*Problem details*:
Every record should be copied exactly, except that pictures are to be omitted.

*** Input records ***

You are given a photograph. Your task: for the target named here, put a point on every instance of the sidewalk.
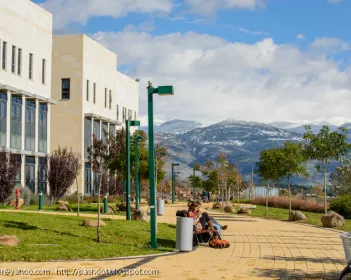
(260, 249)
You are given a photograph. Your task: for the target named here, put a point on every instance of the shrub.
(342, 205)
(296, 204)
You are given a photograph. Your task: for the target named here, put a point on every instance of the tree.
(99, 156)
(9, 168)
(341, 177)
(271, 168)
(293, 159)
(324, 147)
(62, 168)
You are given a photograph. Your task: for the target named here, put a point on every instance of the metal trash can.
(184, 239)
(160, 207)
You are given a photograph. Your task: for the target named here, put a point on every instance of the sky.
(253, 60)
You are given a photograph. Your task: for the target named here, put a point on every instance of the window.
(30, 66)
(43, 66)
(16, 122)
(3, 119)
(19, 62)
(13, 60)
(87, 136)
(66, 87)
(117, 112)
(94, 94)
(30, 125)
(110, 100)
(4, 53)
(43, 127)
(87, 90)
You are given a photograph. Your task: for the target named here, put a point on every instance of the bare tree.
(8, 171)
(62, 168)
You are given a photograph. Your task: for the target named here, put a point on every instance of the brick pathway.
(260, 249)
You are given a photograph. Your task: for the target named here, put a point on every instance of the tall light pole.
(137, 190)
(162, 90)
(129, 123)
(173, 183)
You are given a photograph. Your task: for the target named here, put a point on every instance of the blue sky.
(259, 53)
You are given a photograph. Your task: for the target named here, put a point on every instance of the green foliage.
(342, 205)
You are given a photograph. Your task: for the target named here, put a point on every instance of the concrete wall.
(27, 26)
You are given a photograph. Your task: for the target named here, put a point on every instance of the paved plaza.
(260, 249)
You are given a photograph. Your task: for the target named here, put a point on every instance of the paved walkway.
(260, 249)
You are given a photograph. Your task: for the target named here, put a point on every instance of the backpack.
(218, 244)
(182, 213)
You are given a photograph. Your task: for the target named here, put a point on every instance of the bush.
(342, 205)
(296, 204)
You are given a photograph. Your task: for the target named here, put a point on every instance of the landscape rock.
(62, 202)
(110, 210)
(123, 207)
(12, 203)
(229, 209)
(93, 223)
(9, 240)
(217, 205)
(244, 210)
(332, 219)
(297, 216)
(64, 207)
(140, 215)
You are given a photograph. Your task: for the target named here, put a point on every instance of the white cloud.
(80, 11)
(300, 37)
(215, 79)
(209, 7)
(330, 44)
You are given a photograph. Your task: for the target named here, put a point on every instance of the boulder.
(217, 205)
(64, 207)
(244, 210)
(123, 207)
(62, 202)
(332, 219)
(229, 209)
(297, 216)
(9, 240)
(93, 223)
(12, 203)
(110, 210)
(140, 215)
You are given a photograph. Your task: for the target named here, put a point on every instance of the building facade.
(93, 98)
(25, 88)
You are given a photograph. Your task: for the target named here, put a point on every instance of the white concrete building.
(93, 98)
(25, 87)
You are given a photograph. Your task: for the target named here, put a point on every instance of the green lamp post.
(162, 90)
(129, 123)
(173, 183)
(137, 189)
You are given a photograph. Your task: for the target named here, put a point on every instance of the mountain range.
(190, 141)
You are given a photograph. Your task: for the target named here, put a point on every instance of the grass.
(283, 215)
(87, 208)
(51, 237)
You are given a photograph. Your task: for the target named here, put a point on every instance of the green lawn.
(90, 208)
(283, 215)
(51, 237)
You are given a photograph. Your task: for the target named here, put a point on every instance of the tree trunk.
(325, 187)
(267, 195)
(77, 197)
(289, 194)
(98, 228)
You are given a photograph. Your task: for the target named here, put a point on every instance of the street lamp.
(129, 123)
(173, 187)
(162, 90)
(137, 189)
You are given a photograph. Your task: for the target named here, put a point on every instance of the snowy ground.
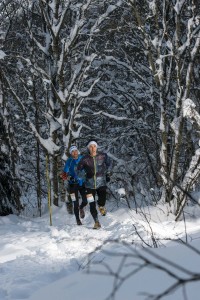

***

*Answer below*:
You are given a photograph. Your task: for the target named here, put a point on every instance of the sidewalk.
(260, 249)
You are given a photograph. Your task: for the target named here, put a point on every instance of the shrub.
(342, 205)
(296, 204)
You are given a photograph. Your task: for the target named here, put a point on every instance of the tree.
(99, 156)
(9, 168)
(341, 177)
(271, 168)
(293, 159)
(324, 147)
(62, 168)
You are given a photograph. Your task: for the target named here, put a point on every instance of the metal trash can.
(184, 239)
(160, 207)
You are given a photograph. Your task: for the target named here, put a point on every instance of the sky.
(253, 60)
You are given a photograph. Your task: for the target named here, put a point on every instance of the window.
(30, 66)
(43, 66)
(16, 122)
(3, 119)
(19, 62)
(13, 60)
(87, 136)
(66, 87)
(117, 112)
(94, 94)
(30, 125)
(110, 100)
(4, 53)
(43, 127)
(87, 90)
You are given a photograph. Your task: for the target named here, put a point on every instance of the bare tree.
(8, 171)
(62, 168)
You are given a photograph. Your task: for the target named here, put a point on every instance of the brick pathway.
(260, 249)
You are given a photograph. Your task: for the target named here, put a point on every instance of the tall light pole.
(137, 190)
(162, 90)
(129, 123)
(173, 183)
You are given a photograph. Your task: for the target named here, put a point on every instance of the blue sky.
(259, 53)
You are given a photograph. Your task: for the target named here, put a point on every instance of the green foliage.
(342, 205)
You are given a photograph. Your task: for the target named here, put a point on every instance of the concrete wall.
(27, 26)
You are given a photograph. Your task: for the target named here, put a point on every instance of the paved plaza.
(260, 249)
You are given a photograph. Your task: for the target named here, put a point on every instance of the paved walkway.
(260, 249)
You are given a photograph. Your task: for the target named here, put a point on every instance of the backpack.
(218, 244)
(182, 213)
You are given a photograph. Your task: for the target named here, put a point on every instance of the bush.
(342, 205)
(296, 204)
You are given a photograph. Your task: for the target named here, put a point on every instance of the landscape rock.
(62, 202)
(110, 210)
(123, 207)
(12, 203)
(229, 209)
(93, 223)
(9, 240)
(217, 205)
(244, 210)
(332, 219)
(297, 216)
(64, 207)
(140, 215)
You are given a photograph. Your task: for the target named here, put a point on every instance of the white cloud.
(80, 11)
(300, 37)
(215, 79)
(209, 7)
(330, 44)
You are given a photograph. Your task: for the target named here, put a point on every instance of the boulder.
(217, 205)
(64, 207)
(244, 210)
(123, 207)
(62, 202)
(332, 219)
(229, 209)
(297, 216)
(9, 240)
(93, 223)
(12, 203)
(110, 210)
(140, 215)
You are given a photograph. Your task: for the target named here, put a point on every instance of the building facade.
(93, 98)
(25, 88)
You are given a photograph. Your task: for the target named here, put a point on every instance of the white concrete building.
(93, 98)
(25, 87)
You are given a photograph. Your task: for the target named here, put a point on every instance of the green lamp post.
(162, 90)
(129, 123)
(173, 183)
(137, 189)
You are given a photograph. Your task: for the target named here, put a point on every instance of the mountain range.
(190, 141)
You are given a photograph. Your task: for the target named here, put a point on every instance of the grass.
(283, 215)
(87, 208)
(51, 237)
You are given a photograph. Your task: for the target named here, put a point on every instance of the green lawn.
(90, 208)
(283, 215)
(51, 237)
You are given a photograph. Your task: for the target named here, put a point on every instance of the tree trunk.
(325, 187)
(267, 195)
(77, 197)
(289, 194)
(98, 228)
You are given a photograph. Your task: for the target named here, put a point on every instance of the street lamp.
(129, 123)
(173, 187)
(162, 90)
(137, 189)
You are given a photograph. Your task: for the target named here, put a point on every instance of the snowy ground.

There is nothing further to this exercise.